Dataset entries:
'''
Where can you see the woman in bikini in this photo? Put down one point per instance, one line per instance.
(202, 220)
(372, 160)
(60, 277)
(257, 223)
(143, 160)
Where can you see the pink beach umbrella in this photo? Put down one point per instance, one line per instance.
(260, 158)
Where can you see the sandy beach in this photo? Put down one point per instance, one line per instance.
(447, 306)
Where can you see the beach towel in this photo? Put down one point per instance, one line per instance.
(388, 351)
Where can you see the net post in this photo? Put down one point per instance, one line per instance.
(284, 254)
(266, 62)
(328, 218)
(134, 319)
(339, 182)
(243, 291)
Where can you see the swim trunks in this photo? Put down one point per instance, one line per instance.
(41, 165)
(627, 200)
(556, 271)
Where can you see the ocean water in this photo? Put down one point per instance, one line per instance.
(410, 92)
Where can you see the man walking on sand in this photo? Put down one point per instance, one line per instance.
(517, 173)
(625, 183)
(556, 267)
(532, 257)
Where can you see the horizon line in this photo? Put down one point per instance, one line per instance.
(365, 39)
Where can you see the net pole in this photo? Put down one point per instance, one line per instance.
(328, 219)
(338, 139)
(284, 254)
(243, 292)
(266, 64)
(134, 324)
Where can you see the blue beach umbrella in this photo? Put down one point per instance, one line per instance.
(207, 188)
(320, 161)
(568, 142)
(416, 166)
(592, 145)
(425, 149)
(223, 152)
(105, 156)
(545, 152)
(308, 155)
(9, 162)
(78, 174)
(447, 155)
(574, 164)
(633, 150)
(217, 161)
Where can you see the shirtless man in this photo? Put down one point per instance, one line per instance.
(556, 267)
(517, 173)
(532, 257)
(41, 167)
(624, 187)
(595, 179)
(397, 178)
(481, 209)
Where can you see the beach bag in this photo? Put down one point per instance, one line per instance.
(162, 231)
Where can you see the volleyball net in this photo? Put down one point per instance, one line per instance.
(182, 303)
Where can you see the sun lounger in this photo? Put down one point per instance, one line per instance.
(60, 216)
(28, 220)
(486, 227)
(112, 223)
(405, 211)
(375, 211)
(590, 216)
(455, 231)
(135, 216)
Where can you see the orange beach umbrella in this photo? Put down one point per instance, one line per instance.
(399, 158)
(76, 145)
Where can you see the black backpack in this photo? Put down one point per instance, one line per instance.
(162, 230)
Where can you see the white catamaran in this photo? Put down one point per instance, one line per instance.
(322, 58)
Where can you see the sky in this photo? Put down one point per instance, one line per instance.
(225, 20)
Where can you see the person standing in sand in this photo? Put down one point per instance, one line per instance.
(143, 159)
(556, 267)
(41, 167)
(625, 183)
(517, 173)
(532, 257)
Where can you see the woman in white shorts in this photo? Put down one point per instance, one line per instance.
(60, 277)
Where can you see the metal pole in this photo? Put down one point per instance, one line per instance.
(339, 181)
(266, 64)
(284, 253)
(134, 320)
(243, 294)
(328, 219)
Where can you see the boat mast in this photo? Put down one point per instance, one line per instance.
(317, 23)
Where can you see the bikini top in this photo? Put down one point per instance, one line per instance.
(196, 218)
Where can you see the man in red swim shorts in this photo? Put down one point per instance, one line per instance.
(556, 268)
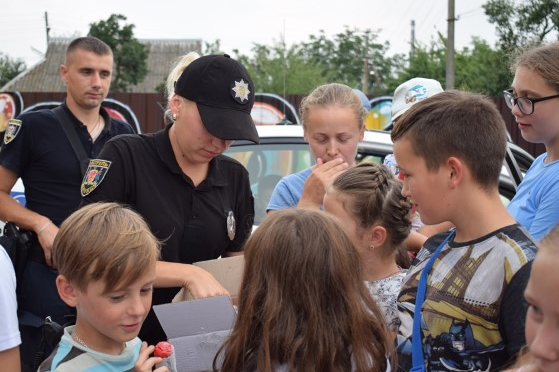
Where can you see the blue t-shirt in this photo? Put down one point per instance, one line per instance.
(288, 191)
(536, 203)
(71, 356)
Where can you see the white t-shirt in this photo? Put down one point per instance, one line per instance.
(9, 336)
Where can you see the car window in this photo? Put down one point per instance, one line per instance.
(267, 163)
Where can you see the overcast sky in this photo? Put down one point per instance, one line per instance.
(239, 24)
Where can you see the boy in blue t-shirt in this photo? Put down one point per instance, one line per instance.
(106, 256)
(451, 148)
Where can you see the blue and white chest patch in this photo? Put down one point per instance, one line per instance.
(12, 130)
(94, 175)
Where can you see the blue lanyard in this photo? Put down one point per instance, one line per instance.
(417, 345)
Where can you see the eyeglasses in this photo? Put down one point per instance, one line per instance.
(525, 104)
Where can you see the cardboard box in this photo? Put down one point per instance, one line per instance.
(228, 272)
(198, 327)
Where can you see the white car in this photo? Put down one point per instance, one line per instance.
(283, 150)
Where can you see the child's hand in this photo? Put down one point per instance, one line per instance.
(145, 363)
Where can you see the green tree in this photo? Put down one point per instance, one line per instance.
(281, 70)
(213, 48)
(479, 67)
(349, 55)
(524, 22)
(130, 56)
(482, 69)
(10, 68)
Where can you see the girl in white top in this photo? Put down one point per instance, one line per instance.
(369, 202)
(9, 335)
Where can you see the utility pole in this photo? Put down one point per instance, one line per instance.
(450, 68)
(47, 27)
(412, 39)
(365, 79)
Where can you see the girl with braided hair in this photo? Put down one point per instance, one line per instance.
(369, 202)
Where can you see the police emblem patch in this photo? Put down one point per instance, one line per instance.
(231, 225)
(96, 172)
(240, 88)
(12, 130)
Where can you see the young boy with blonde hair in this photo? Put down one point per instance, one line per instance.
(451, 148)
(105, 255)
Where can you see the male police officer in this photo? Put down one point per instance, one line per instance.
(37, 149)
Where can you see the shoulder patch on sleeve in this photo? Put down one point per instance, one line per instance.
(12, 130)
(94, 175)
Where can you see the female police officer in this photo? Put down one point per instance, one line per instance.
(196, 200)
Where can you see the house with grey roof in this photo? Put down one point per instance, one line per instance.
(44, 76)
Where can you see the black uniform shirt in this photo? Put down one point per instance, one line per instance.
(191, 221)
(42, 156)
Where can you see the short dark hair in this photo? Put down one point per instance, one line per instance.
(90, 44)
(461, 124)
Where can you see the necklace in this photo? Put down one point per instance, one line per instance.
(78, 339)
(93, 132)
'''
### Work item
Please copy every record above exactly, but leave the pictures out.

### Result
Where can you see the woman in bikini in this photo? Put down one point per instance, one line per instance.
(202, 220)
(372, 160)
(60, 277)
(257, 223)
(143, 160)
Where can you see the pink beach umbrella in this photo? Put down one point per instance, one line per instance.
(260, 158)
Where can you see the sandy beach in this photo? Put down one point per instance, one line per instance.
(447, 306)
Where can you see the beach towel in this photo? Put down one point per instance, one line per instance.
(388, 351)
Where can you see the net post in this photo? Put down one point per instance, one line per instance.
(284, 254)
(266, 62)
(328, 218)
(134, 319)
(339, 182)
(243, 291)
Where can you see the swim trunks in this photo? Put down one point per instance, one line per instance.
(41, 165)
(627, 200)
(556, 271)
Where can you see the ocean water in this photo? Put down one point per instance, one line per instance.
(410, 92)
Where can you see the man walking on sand in this photo? Put down one point per instance, one line per instance.
(517, 173)
(625, 183)
(556, 267)
(532, 257)
Where can you see the horizon line in this photo? Put down one point per instance, one line per instance.
(365, 39)
Where can you see the net pole in this photo? Put down one point per instance, one line per instance.
(328, 219)
(338, 139)
(284, 254)
(243, 292)
(266, 64)
(134, 324)
Where can you see the blue beach umbrella in this photo? Put down one point per instance, one line per instance.
(207, 188)
(320, 161)
(568, 142)
(416, 166)
(592, 145)
(425, 149)
(223, 152)
(105, 156)
(545, 152)
(308, 155)
(9, 162)
(78, 174)
(447, 155)
(574, 164)
(633, 150)
(217, 161)
Where can you see the shirtless man in this photo? Put down one point per instance, one line per instance.
(556, 267)
(517, 173)
(532, 257)
(41, 167)
(624, 187)
(595, 179)
(397, 178)
(481, 209)
Where can you see the beach bag in this photo? Put down one point per instance, one line per instance.
(162, 231)
Where can you see the volleyball net in this photo? Put down one point per instance, one line per instance.
(182, 303)
Where can you see the sun lounger in this photo? Put down one point per instance, one line per instance.
(60, 216)
(28, 220)
(486, 227)
(112, 223)
(405, 211)
(375, 211)
(590, 216)
(455, 231)
(135, 216)
Where can you see the orange beach umbrella in this photo? Put down one point per instance, one line per instance.
(399, 158)
(76, 145)
Where can you see the black backpack in this photo? Put down one point per instance, one line per instance.
(162, 230)
Where can you see the white catamaran in this photo? Put down one point per instance, one line per instance.
(322, 58)
Where can you see the sky in this photo? Put down one point per instance, one line per instance.
(225, 20)
Where can you see the person standing in sand in this photo? Put down one point per instance, one line per instance.
(143, 159)
(556, 267)
(41, 167)
(625, 183)
(517, 173)
(532, 257)
Where can you see the woman in white shorts in this photo? Put down one point per instance, one line per instance.
(60, 277)
Where can you see the metal pole in this photo? Put down one point per instance, one line per instance.
(339, 181)
(266, 64)
(284, 253)
(134, 320)
(243, 294)
(328, 219)
Where can you see the boat mast in this photo? Put down one point per instance, one line per instance.
(317, 23)
Where can you see the bikini top in this photo? Put down one point per instance, one line per instance.
(196, 218)
Where can you see the man in red swim shorts in this photo? Put down one point per instance, one line per instance.
(556, 268)
Where can you see the blue t-shirt in this photo? Put down one point per instance, one line per instance.
(288, 191)
(536, 203)
(71, 356)
Where can you see the white t-shirt in this photo? Put down one point per instance, one line per instance.
(9, 336)
Where can you see the car window in this photo? Put down one point per instance, one line per instance.
(267, 163)
Where can you see the overcast sky in this photo? Put down one point per instance, one line per instance.
(239, 24)
Where can you see the boy in blue t-shirt in this photo? Put down one point per instance, one line per instance.
(106, 256)
(451, 148)
Where can you see the blue and white chest patch in this photo? Put down one point per instance, one line per instance.
(12, 130)
(94, 175)
Where can you see the blue lanyard in this photo? Put down one point per instance, one line per instance.
(417, 345)
Where can you see the eyeglasses in this photo? Put down one point per instance, one line per instance.
(525, 104)
Where can you see the cardboard box in this photo? Put down one point per instance, one line per instance.
(228, 272)
(198, 327)
Where can you see the white car in this photo? Put down one point per instance, one line per instance.
(283, 150)
Where can you see the child's hand in this photo? Put down one point per instance, one line per instance.
(145, 363)
Where can you see the green tree in this photo? Put down one point per instance, one line per instance.
(281, 70)
(213, 48)
(479, 67)
(349, 55)
(524, 22)
(130, 56)
(482, 69)
(10, 68)
Where can you see the girl in white top in this photo? Put down one point per instance, one line per instance.
(369, 202)
(9, 335)
Where can you see the utility pole in this photo? Put down one point per instance, one line per instance.
(450, 68)
(47, 27)
(412, 39)
(365, 79)
Where can you see the girl with braided hair in this photo? Put down one point per instance, one line per instance.
(369, 202)
Where can you see the police emblem patch in this photo? Put down one point per instance, one line per instance.
(231, 225)
(96, 172)
(240, 88)
(12, 130)
Where can you see the young boy with blonde hair in this photo? Put down one point per instance, one line per instance.
(451, 148)
(105, 255)
Where can you see the male police officer in this photo? Put down one point per instance, one line per instance.
(37, 149)
Where can you see the shoulder patch on sleeve in this photo? Put down one point per instance, one line per instance.
(12, 130)
(94, 175)
Where can you see the female police officer in this photo? Put down one point per instance, one line per instance.
(196, 200)
Where can you see the house with grey roof in this photo? Put down one point per instance, one line per instance.
(44, 76)
Where can you see the black uniform shirt in this photo? Put down one point per instance, one line per instance.
(191, 221)
(42, 156)
Where can you see the short dark hair in this photo? Put down one point per instance, one line per instance.
(90, 44)
(461, 124)
Where can you see the necklace in this photo? Put down one point per instance, one line per instance.
(78, 339)
(93, 132)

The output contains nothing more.